▶ SOURCE EXCERPT:
=-=-=
Thursday, June 3, 2010

squeezing into an ever shrinking maintenance window

There once was a down day in store
But the mill wanted just to roll more
For early on Monday
They'd lost nearly one day
Turned up bar had destroyed feed roll door

Rediscovered this comment from June 2009 on the frustration of seeing yet another planned maintenance day cancelled so the plant could stay operational.

This is one of the challenges of supporting computer systems in a market where plant throughput is valued higher than essential maintenance. After all, that's what weekends are for and your systems support personnel don't have a real life anyway, just a second life at work. In the words of one of our managers, "I know weekends are obnoxious but the work has to be done sometime (nudge, nudge, wink, wink)". Another subtle hint.

My wife refers to my periods away from home during the week as meeting up with my other wife/mistress. The server might be a lot like a nagging wife and the fans do whine a bit. She calls in the middle of the night when she hasn't received enough attention. A bit of remote fiddling seems to quieten her. She's getting on in years now. Perhaps her hardware has a seven year itch, coinciding with the time the manufacturers withdraw extended support for her.
=-=-=
(Data listing)
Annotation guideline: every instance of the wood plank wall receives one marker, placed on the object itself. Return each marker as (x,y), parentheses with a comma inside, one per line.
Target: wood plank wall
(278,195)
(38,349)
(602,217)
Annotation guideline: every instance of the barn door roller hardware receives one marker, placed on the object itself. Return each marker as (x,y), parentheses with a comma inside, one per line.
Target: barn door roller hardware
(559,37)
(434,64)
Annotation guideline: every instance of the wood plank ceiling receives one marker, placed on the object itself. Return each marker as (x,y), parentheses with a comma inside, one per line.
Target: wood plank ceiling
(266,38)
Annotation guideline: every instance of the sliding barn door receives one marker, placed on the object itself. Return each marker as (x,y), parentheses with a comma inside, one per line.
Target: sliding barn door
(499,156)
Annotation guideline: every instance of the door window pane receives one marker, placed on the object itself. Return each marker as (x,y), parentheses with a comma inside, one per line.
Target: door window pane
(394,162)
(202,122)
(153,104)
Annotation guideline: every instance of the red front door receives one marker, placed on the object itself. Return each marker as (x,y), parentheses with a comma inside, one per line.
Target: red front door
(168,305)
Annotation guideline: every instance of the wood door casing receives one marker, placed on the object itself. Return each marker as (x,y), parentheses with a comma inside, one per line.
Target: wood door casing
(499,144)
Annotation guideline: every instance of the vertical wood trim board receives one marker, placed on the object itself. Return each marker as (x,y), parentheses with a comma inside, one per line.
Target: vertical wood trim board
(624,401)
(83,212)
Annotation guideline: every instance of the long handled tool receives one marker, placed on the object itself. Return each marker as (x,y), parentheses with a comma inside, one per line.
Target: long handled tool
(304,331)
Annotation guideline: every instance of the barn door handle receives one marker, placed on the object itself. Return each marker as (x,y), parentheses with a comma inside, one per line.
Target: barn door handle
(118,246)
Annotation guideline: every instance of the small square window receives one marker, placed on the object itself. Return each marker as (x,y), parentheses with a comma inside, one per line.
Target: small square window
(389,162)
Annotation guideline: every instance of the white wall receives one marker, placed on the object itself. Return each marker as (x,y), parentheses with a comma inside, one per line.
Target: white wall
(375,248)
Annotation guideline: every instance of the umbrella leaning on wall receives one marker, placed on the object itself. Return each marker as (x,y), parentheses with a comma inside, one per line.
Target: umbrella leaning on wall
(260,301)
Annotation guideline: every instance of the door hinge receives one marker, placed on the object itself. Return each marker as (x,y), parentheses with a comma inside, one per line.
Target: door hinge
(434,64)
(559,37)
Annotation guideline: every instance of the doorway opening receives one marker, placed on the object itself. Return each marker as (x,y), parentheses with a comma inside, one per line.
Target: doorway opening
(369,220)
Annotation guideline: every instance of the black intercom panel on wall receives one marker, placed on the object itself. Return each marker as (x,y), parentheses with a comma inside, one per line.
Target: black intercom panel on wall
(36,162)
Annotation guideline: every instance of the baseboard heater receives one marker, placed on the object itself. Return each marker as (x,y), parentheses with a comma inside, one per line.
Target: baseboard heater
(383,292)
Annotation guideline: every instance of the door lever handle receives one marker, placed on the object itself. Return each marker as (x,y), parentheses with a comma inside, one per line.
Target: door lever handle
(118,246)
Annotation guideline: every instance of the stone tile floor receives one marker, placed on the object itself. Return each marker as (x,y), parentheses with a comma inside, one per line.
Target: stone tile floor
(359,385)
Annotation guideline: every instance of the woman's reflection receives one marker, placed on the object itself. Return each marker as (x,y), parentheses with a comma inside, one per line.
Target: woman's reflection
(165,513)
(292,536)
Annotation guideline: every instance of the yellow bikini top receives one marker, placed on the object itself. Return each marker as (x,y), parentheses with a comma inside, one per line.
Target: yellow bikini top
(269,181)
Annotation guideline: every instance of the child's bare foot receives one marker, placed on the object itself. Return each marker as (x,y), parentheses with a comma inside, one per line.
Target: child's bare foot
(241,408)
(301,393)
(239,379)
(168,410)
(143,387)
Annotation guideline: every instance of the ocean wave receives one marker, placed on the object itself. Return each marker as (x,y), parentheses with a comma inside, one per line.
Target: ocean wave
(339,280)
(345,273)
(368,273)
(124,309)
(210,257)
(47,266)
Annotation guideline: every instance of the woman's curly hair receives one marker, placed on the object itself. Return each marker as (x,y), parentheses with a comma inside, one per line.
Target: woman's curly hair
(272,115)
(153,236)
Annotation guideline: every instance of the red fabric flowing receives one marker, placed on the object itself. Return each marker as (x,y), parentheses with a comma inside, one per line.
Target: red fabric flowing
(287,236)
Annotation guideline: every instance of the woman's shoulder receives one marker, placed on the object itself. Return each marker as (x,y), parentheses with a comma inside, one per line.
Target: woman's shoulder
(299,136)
=-=-=
▶ EXERCISE SET:
1) Answer these questions from the maintenance blog post.
(a) What did the turned-up bar destroy?
(b) When was the rediscovered comment originally written?
(c) How does the writer's wife refer to the writer's periods away from home during the week?
2) Please rewrite the part of the maintenance blog post that opens with the words containing "This is one" and closes with "support for her.", changing "weekends" to "holidays".
3) List the last word of each line of the limerick in the maintenance blog post.

▶ RESPONSE LIST:
1)
(a) The feed roll door.
(b) June 2009.
(c) As meeting up with the writer's other wife/mistress.

2)
This is one of the challenges of supporting computer systems in a market where plant throughput is valued higher than essential maintenance. After all, that's what holidays are for and your systems support personnel don't have a real life anyway, just a second life at work. In the words of one of our managers, "I know holidays are obnoxious but the work has to be done sometime (nudge, nudge, wink, wink)". Another subtle hint.

My wife refers to my periods away from home during the week as meeting up with my other wife/mistress. The server might be a lot like a nagging wife and the fans do whine a bit. She calls in the middle of the night when she hasn't received enough attention. A bit of remote fiddling seems to quieten her. She's getting on in years now. Perhaps her hardware has a seven year itch, coinciding with the time the manufacturers withdraw extended support for her.

3) store, more, Monday, day, door